Given text:
● ● ● ● ● ● ●
The Irish Wildbird Conservancy has purchased several geldings to graze down its reserves.
Unlike cattle and sheep, the hardy ponies are picky feeders and leave tufts of grass and ungrazed areas, said to be ideal for nesting birds.
A campaign to save the bog pony — often compared to the Shetland breed — was launched in the early 1990s by Kerryman John Mulvihill. In 2006 the pony was confirmed as the third, distinct Irish equine breed, along with the Irish draught horse and the Connemara pony.
There was an unprecedented level of reaction to a column we recently devoted to the Irish draught and to a show highlighting the qualities of that noble animal — the farmer’s greatest servant, in days long gone.
Hard to believe there are so many people interested in horses and ponies of every size, shape and breed. Similar to the bog pony, enthusiasts such as members of the Irish Draught Horse Society are ensuring the survival of breeds that might otherwise take the same road to oblivion as the hapless dodo.
Stephen O’Sullivan sends word that the attendance at the draught horse day in the Green Glens Arena, Millstreet, Co Cork, exceeded all expectations and the event could now become a regular date on the equine calendar.
“This was a day when people from all over Ireland and abroad left the doom and gloom behind and stepped back to a simpler time.
“The Irish draught can be a recession beater, and why shouldn’t it be? This is a horse that saw our ancestors through tougher times than this,” he writes.
“For many, the day brought memories flooding back, provoked by sounds and smells of a horse being hot shod, or the sight of the old trucks on display, or by just being around the horses of their youth again.
“It was great to see so many families, and as you moved through the crowd you heard stories of great horses and great bloodlines, of days spent ploughing, or saving hay, or at the bog with relatives and neighbours, and nobody minded if you stopped and listened. But to our delight the day was also full of talk of the future and the thought that this event would mark the beginning of a new era for the Irish draught horse,” says O’Sullivan.
It seems the bog pony is also in for an era of renewal. Mary McGrath, from Kildare, a breeder of both bog ponies and Irish draughts, says a meaningful role needs to be found to preserve the ponies in their place of origin and elsewhere.
● ● ● ● ● ● ●
How to complete this task:
Write out everything in the article on Irish horse and pony breeds from "Stephen O’Sullivan sends" down to "their youth again.", copying the words unchanged.

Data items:
● ● ● ● ● ● ●
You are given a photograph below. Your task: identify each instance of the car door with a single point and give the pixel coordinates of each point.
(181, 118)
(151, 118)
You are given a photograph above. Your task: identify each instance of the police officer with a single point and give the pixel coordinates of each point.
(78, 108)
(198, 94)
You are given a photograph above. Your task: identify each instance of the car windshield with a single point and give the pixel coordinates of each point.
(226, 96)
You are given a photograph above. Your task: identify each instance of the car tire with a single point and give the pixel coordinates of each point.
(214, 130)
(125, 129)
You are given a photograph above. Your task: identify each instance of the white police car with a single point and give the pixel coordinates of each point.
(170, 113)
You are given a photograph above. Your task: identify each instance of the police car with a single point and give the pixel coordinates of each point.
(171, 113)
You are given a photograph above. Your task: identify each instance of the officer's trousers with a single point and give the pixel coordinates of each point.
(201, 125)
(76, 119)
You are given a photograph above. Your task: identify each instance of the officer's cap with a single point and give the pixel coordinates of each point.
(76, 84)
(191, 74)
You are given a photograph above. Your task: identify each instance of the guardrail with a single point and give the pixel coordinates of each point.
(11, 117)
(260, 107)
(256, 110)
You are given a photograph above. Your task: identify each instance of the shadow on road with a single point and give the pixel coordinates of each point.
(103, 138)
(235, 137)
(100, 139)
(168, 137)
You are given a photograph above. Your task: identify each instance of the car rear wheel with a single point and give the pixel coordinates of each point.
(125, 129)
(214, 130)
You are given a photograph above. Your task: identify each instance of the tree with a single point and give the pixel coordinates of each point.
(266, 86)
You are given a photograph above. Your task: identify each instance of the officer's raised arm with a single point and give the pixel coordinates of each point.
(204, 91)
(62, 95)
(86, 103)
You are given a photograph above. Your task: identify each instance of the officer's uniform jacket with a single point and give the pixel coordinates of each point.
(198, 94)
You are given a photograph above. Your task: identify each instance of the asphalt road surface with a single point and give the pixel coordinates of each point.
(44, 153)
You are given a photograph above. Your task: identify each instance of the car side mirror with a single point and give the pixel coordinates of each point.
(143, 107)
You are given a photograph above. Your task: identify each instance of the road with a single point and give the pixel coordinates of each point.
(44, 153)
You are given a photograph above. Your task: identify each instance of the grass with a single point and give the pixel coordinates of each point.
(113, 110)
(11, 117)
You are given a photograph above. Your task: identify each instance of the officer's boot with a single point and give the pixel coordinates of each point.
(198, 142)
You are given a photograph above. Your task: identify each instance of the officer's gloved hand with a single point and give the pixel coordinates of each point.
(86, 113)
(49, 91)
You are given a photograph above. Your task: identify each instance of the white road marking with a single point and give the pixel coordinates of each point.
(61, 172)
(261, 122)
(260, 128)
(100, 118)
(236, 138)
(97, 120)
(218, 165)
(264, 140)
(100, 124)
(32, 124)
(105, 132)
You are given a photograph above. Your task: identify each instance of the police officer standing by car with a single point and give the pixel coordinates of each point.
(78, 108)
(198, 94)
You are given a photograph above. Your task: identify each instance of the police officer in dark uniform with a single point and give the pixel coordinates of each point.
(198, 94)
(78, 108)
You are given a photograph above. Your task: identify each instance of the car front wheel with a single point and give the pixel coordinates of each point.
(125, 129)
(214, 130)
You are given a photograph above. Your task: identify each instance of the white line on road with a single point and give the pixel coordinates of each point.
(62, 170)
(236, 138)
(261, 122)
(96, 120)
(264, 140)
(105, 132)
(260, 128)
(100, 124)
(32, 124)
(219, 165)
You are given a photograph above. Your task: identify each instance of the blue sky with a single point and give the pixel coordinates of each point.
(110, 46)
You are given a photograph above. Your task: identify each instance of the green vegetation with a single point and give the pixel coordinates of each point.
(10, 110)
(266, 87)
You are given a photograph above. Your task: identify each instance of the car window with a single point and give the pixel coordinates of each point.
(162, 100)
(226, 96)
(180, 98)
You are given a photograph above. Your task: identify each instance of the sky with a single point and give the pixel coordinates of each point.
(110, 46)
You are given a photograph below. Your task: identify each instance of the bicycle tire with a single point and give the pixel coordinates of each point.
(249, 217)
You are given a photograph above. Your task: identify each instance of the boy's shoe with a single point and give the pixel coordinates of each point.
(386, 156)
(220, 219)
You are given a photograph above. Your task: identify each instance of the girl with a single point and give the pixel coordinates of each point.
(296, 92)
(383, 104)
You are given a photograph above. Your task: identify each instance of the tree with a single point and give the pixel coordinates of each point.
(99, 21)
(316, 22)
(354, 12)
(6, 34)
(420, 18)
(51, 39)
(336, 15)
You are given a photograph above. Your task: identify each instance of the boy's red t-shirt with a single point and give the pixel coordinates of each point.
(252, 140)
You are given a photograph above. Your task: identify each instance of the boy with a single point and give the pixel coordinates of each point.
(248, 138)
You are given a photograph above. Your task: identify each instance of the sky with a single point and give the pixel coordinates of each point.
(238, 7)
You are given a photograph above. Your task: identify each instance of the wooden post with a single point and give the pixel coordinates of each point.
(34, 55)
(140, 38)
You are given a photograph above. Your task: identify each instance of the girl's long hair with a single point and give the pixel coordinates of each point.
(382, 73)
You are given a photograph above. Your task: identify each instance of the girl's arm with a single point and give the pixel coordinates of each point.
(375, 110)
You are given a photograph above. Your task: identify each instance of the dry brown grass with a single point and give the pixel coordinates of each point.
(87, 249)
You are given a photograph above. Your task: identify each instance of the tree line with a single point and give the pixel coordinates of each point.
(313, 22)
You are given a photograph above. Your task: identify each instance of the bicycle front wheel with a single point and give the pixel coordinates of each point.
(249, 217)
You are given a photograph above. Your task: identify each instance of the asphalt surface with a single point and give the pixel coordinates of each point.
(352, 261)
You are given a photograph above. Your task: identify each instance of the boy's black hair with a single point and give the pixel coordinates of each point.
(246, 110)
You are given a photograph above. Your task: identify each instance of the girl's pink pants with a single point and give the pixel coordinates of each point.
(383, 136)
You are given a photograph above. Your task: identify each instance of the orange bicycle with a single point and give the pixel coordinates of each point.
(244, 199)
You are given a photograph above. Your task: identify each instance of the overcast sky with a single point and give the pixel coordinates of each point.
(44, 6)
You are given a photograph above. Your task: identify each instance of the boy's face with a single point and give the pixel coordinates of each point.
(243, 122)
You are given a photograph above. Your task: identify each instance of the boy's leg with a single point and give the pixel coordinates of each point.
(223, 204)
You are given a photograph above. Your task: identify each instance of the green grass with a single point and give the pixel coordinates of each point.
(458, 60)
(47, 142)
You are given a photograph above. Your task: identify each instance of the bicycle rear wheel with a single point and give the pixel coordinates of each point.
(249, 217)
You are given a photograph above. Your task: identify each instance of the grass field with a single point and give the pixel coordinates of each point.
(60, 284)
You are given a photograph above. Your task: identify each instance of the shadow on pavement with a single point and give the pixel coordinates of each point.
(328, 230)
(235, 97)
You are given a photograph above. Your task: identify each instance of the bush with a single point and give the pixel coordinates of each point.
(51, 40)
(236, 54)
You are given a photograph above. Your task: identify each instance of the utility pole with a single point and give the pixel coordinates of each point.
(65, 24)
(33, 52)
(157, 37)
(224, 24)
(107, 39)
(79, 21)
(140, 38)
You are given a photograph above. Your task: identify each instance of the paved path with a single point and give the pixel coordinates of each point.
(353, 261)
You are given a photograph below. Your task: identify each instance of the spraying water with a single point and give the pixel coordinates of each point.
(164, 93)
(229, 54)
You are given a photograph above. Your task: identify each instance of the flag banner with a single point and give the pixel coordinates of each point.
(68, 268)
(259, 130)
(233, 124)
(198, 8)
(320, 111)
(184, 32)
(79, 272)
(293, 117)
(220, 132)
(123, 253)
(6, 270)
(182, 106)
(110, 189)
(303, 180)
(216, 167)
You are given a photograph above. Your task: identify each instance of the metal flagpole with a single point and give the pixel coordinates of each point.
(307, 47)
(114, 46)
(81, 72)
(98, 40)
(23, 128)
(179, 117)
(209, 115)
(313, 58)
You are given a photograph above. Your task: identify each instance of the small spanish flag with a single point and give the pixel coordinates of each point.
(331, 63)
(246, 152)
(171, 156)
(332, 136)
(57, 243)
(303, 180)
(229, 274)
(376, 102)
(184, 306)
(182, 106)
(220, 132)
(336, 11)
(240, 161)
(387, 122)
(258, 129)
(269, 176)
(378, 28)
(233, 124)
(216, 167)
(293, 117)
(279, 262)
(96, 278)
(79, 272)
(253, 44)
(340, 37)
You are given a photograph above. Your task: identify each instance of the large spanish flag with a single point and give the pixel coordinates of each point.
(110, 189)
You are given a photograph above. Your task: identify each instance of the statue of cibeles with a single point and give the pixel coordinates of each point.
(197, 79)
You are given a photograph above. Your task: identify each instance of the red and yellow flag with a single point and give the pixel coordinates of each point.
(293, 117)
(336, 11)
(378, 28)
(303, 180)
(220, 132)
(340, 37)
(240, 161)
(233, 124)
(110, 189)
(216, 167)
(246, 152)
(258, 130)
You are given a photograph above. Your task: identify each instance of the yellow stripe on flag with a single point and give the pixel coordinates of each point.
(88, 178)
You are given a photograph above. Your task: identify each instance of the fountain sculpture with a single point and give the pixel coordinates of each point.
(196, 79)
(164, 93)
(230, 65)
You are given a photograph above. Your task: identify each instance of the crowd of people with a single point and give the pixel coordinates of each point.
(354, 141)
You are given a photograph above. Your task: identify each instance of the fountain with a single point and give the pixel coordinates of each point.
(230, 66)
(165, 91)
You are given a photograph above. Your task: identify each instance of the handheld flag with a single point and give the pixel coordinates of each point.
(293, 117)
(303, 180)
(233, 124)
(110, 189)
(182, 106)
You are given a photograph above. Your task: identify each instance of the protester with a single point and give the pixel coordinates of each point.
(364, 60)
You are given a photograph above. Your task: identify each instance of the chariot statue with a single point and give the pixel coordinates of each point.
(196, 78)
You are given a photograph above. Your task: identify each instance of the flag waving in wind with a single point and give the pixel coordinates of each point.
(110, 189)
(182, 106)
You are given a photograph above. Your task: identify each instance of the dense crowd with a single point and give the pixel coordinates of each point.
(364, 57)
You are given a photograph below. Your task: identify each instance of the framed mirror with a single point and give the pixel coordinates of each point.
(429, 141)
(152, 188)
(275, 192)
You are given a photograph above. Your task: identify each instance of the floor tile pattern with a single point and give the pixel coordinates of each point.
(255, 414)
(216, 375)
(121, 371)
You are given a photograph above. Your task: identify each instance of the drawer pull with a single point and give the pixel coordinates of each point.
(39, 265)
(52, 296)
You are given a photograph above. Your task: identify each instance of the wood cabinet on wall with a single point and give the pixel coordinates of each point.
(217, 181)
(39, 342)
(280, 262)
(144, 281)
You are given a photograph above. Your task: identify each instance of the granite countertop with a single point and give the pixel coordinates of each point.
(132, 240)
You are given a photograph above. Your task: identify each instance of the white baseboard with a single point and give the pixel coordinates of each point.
● ● ● ● ● ● ●
Exercise answer:
Stephen O’Sullivan sends word that the attendance at the draught horse day in the Green Glens Arena, Millstreet, Co Cork, exceeded all expectations and the event could now become a regular date on the equine calendar.
“This was a day when people from all over Ireland and abroad left the doom and gloom behind and stepped back to a simpler time.
“The Irish draught can be a recession beater, and why shouldn’t it be? This is a horse that saw our ancestors through tougher times than this,” he writes.
“For many, the day brought memories flooding back, provoked by sounds and smells of a horse being hot shod, or the sight of the old trucks on display, or by just being around the horses of their youth again.